REQUIREMENT - Look through the entries below and show every line containing the word "frame".

INFORMATION GIVEN -
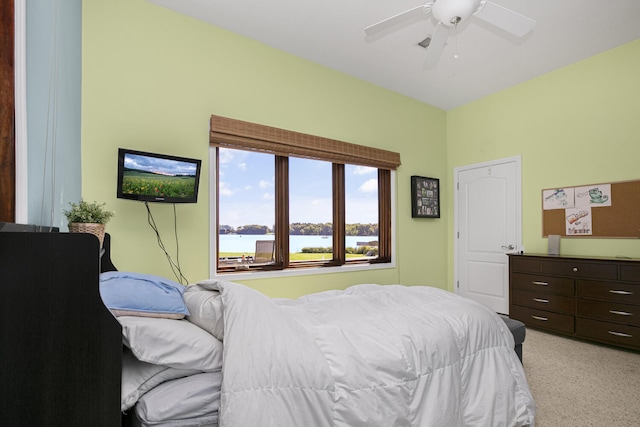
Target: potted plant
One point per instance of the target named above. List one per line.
(85, 217)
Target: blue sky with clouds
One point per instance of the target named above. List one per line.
(247, 190)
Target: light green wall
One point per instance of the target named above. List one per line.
(578, 125)
(152, 78)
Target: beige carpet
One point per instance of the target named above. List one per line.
(575, 383)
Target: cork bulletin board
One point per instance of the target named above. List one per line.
(610, 210)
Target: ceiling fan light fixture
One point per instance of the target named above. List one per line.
(451, 12)
(425, 43)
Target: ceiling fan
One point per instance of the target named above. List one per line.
(448, 14)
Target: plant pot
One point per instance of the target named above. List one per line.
(85, 227)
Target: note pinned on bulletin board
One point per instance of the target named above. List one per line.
(598, 210)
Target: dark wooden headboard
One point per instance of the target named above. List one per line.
(60, 347)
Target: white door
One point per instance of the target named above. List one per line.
(487, 216)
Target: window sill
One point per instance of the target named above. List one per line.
(261, 274)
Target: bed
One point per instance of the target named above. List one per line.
(218, 353)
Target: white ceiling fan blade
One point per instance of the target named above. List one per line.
(436, 45)
(506, 19)
(396, 20)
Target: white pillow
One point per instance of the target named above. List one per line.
(205, 308)
(175, 343)
(139, 377)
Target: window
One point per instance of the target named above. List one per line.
(283, 208)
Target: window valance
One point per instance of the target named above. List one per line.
(238, 134)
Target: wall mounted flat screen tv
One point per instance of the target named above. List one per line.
(153, 177)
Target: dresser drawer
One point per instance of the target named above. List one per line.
(525, 265)
(547, 284)
(610, 333)
(557, 322)
(630, 273)
(609, 311)
(543, 301)
(610, 291)
(599, 270)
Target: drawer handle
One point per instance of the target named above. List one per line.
(541, 300)
(535, 282)
(621, 313)
(620, 292)
(620, 334)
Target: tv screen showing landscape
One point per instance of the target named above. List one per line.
(156, 177)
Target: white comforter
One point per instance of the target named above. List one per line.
(371, 355)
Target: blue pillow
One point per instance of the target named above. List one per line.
(136, 294)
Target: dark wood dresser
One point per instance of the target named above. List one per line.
(592, 298)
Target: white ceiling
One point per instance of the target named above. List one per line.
(331, 33)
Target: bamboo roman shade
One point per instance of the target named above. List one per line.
(238, 134)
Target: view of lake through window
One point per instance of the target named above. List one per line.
(247, 205)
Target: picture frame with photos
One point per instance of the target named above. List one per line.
(425, 197)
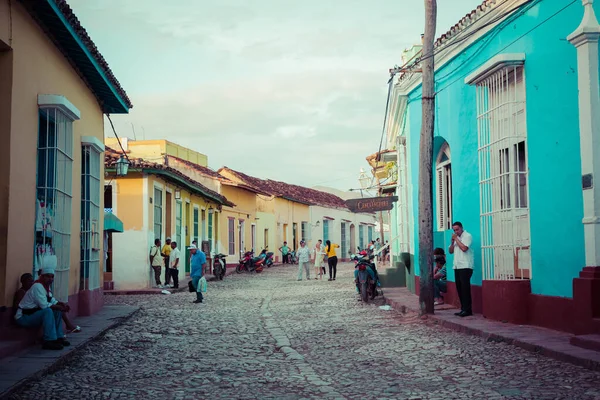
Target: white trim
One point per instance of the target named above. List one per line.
(492, 66)
(93, 142)
(60, 102)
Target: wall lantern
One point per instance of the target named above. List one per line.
(122, 165)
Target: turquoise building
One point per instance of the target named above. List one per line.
(506, 159)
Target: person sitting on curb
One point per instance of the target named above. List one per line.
(39, 308)
(439, 275)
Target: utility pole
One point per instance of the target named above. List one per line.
(426, 160)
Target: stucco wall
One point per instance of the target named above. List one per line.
(40, 68)
(553, 140)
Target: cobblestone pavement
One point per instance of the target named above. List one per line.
(268, 336)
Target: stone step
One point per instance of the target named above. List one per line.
(590, 342)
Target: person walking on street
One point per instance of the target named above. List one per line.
(174, 258)
(285, 253)
(331, 259)
(156, 262)
(198, 263)
(303, 255)
(319, 255)
(464, 261)
(166, 252)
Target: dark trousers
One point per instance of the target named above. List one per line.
(167, 273)
(332, 261)
(157, 271)
(175, 276)
(463, 287)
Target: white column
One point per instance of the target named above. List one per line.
(585, 39)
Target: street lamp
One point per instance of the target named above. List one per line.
(122, 165)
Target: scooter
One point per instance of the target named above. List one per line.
(219, 266)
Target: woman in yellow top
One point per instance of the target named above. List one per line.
(331, 259)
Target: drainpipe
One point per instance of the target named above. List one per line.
(585, 39)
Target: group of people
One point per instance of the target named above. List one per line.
(319, 254)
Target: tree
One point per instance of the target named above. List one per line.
(426, 161)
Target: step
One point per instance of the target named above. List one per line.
(590, 342)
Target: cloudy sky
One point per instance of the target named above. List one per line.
(292, 90)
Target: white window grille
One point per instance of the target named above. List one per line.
(54, 196)
(503, 174)
(90, 218)
(443, 173)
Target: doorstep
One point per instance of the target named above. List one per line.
(550, 343)
(34, 363)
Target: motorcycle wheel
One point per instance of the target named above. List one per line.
(363, 292)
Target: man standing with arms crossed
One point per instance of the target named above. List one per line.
(463, 267)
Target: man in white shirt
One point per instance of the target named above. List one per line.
(39, 308)
(464, 261)
(174, 262)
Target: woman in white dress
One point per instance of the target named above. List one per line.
(319, 256)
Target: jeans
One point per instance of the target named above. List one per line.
(439, 286)
(174, 272)
(195, 280)
(463, 287)
(332, 261)
(306, 266)
(157, 273)
(50, 320)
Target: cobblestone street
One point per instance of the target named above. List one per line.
(269, 336)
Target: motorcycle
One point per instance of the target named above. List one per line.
(219, 266)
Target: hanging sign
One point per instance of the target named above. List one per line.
(372, 204)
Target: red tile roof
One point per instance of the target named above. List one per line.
(111, 157)
(292, 192)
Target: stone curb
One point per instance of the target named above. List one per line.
(546, 351)
(68, 356)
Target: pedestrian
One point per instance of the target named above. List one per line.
(166, 252)
(319, 255)
(156, 262)
(39, 308)
(198, 264)
(439, 276)
(285, 250)
(303, 255)
(464, 261)
(174, 258)
(331, 259)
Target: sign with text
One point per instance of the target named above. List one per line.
(372, 204)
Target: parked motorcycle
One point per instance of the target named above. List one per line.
(219, 266)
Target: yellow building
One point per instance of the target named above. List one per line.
(156, 201)
(54, 89)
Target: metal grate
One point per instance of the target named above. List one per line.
(503, 175)
(54, 197)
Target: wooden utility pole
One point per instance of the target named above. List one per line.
(426, 160)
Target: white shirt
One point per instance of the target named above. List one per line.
(175, 254)
(464, 259)
(35, 297)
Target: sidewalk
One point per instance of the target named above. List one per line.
(550, 343)
(34, 362)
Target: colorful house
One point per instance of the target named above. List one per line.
(55, 88)
(514, 146)
(156, 201)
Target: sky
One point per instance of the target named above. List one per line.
(290, 90)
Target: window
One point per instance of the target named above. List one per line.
(90, 218)
(443, 176)
(157, 213)
(178, 218)
(196, 226)
(54, 197)
(503, 174)
(231, 235)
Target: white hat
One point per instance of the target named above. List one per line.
(47, 271)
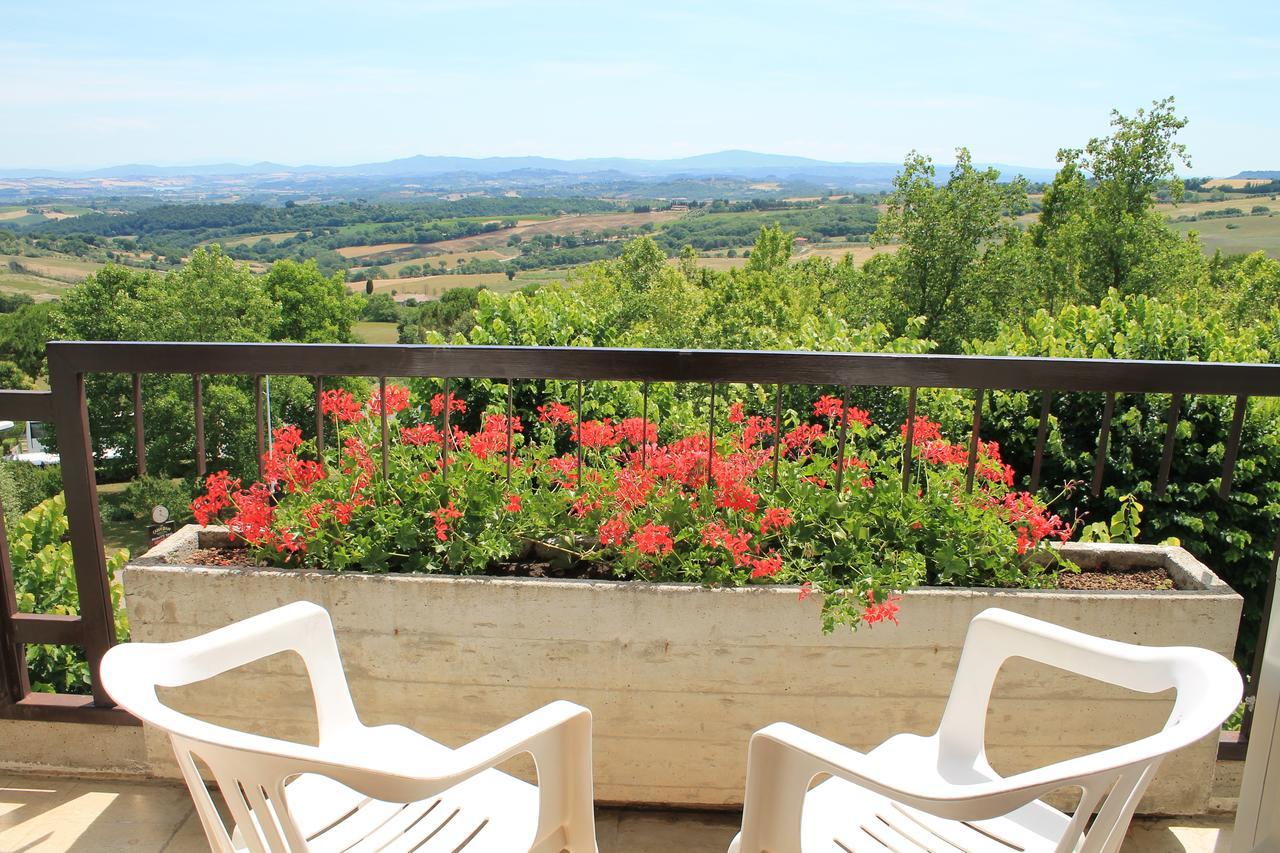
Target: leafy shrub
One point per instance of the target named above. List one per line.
(45, 582)
(1234, 537)
(141, 496)
(23, 486)
(622, 501)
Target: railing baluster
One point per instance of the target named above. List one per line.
(644, 425)
(1166, 460)
(973, 441)
(14, 682)
(777, 430)
(1251, 688)
(1233, 446)
(140, 442)
(510, 425)
(444, 441)
(199, 386)
(579, 434)
(844, 438)
(382, 410)
(257, 423)
(1100, 461)
(1041, 437)
(909, 438)
(319, 419)
(711, 439)
(83, 519)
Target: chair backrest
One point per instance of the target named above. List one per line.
(1207, 689)
(251, 770)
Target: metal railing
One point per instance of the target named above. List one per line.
(69, 363)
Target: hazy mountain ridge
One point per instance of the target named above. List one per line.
(734, 163)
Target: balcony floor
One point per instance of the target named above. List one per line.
(41, 815)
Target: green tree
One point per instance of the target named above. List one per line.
(946, 231)
(210, 299)
(314, 308)
(1097, 227)
(23, 334)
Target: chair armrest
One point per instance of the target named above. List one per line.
(786, 755)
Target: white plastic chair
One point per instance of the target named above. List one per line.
(361, 789)
(938, 793)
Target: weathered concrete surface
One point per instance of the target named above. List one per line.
(72, 748)
(680, 676)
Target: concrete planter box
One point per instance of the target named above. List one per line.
(679, 676)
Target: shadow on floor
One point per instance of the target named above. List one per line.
(81, 816)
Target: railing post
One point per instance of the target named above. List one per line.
(13, 660)
(140, 441)
(97, 614)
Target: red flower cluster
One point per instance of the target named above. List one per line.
(1032, 520)
(554, 413)
(615, 530)
(776, 518)
(801, 439)
(420, 434)
(444, 519)
(339, 404)
(832, 409)
(397, 400)
(653, 539)
(767, 566)
(885, 611)
(282, 464)
(455, 405)
(737, 543)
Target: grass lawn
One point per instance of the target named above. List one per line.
(122, 534)
(371, 332)
(1237, 235)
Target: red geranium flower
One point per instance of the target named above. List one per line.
(455, 405)
(397, 400)
(885, 611)
(653, 539)
(767, 566)
(613, 532)
(775, 519)
(339, 404)
(554, 413)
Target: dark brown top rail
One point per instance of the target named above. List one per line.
(1008, 373)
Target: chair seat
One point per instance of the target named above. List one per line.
(492, 812)
(842, 816)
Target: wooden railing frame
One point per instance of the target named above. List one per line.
(69, 363)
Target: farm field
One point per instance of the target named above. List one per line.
(252, 238)
(361, 251)
(37, 288)
(1196, 208)
(451, 259)
(371, 332)
(860, 252)
(1235, 235)
(1235, 183)
(60, 267)
(430, 287)
(42, 278)
(558, 226)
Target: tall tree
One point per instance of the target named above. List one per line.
(945, 232)
(1098, 229)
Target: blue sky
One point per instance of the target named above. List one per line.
(97, 83)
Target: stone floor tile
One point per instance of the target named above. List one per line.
(1179, 835)
(650, 831)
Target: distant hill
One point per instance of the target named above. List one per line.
(736, 164)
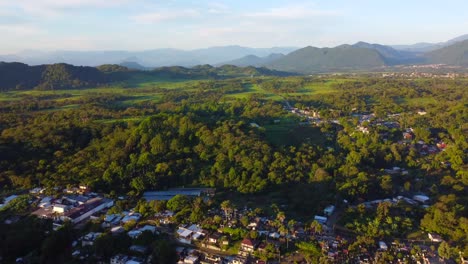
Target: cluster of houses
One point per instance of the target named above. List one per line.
(416, 200)
(75, 205)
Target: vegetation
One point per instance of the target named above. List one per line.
(219, 133)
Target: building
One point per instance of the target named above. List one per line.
(119, 259)
(60, 208)
(187, 234)
(435, 237)
(320, 219)
(214, 238)
(329, 210)
(84, 211)
(88, 239)
(169, 194)
(247, 245)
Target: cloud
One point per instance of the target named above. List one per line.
(165, 15)
(20, 30)
(292, 12)
(217, 8)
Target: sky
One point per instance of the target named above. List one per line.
(144, 24)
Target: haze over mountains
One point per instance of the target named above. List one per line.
(150, 58)
(357, 57)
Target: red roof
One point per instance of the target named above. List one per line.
(247, 242)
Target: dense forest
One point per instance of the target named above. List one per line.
(200, 135)
(19, 76)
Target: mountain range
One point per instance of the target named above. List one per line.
(148, 59)
(360, 56)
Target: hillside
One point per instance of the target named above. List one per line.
(19, 76)
(252, 60)
(341, 58)
(428, 47)
(147, 58)
(48, 77)
(456, 54)
(391, 55)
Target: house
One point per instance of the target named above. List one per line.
(131, 217)
(88, 239)
(8, 199)
(383, 245)
(329, 210)
(238, 260)
(60, 208)
(421, 198)
(320, 219)
(214, 238)
(248, 245)
(191, 259)
(149, 228)
(139, 249)
(435, 237)
(119, 259)
(117, 230)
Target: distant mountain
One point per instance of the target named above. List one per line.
(341, 58)
(252, 60)
(20, 76)
(134, 66)
(428, 47)
(455, 54)
(149, 58)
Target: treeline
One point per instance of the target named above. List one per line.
(19, 76)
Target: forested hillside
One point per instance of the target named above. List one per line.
(329, 139)
(18, 76)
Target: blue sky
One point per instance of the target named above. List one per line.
(145, 24)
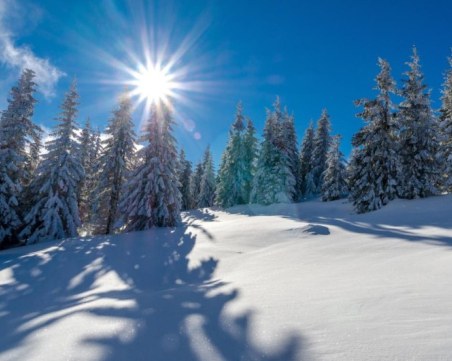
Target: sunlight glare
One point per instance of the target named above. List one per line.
(153, 84)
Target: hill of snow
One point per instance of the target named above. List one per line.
(308, 281)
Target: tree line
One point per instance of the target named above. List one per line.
(79, 181)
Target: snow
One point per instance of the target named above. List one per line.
(308, 281)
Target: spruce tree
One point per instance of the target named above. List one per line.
(445, 154)
(17, 133)
(417, 136)
(249, 159)
(185, 173)
(86, 152)
(274, 181)
(152, 196)
(322, 141)
(231, 185)
(307, 146)
(290, 150)
(114, 165)
(334, 178)
(376, 182)
(195, 184)
(207, 186)
(55, 213)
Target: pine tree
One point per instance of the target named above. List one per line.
(34, 154)
(152, 196)
(417, 137)
(307, 189)
(17, 133)
(249, 159)
(334, 178)
(376, 182)
(207, 187)
(232, 176)
(185, 173)
(195, 185)
(290, 150)
(274, 181)
(322, 140)
(55, 213)
(87, 160)
(362, 192)
(445, 154)
(114, 165)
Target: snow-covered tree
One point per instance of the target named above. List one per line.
(289, 147)
(87, 150)
(322, 141)
(334, 177)
(185, 173)
(445, 154)
(207, 187)
(152, 196)
(114, 165)
(34, 154)
(249, 158)
(307, 188)
(233, 175)
(374, 185)
(55, 213)
(19, 153)
(419, 173)
(274, 181)
(195, 184)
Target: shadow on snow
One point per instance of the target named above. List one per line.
(168, 311)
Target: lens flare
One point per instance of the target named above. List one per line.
(152, 85)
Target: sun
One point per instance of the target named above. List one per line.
(152, 84)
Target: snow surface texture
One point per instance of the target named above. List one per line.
(309, 281)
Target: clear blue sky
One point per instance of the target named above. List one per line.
(313, 54)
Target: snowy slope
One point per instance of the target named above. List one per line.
(309, 281)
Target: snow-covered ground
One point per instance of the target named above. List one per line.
(309, 281)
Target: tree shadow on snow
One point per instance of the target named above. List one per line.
(163, 309)
(400, 219)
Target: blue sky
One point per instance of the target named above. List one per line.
(313, 54)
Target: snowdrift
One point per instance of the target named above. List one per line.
(308, 281)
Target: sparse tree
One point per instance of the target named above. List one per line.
(374, 185)
(55, 213)
(334, 178)
(19, 153)
(418, 141)
(152, 196)
(115, 164)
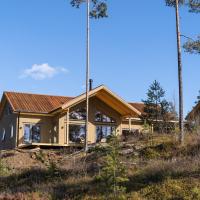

OUTPUT -
Target: picture frame with photos
Target: wooden railing frame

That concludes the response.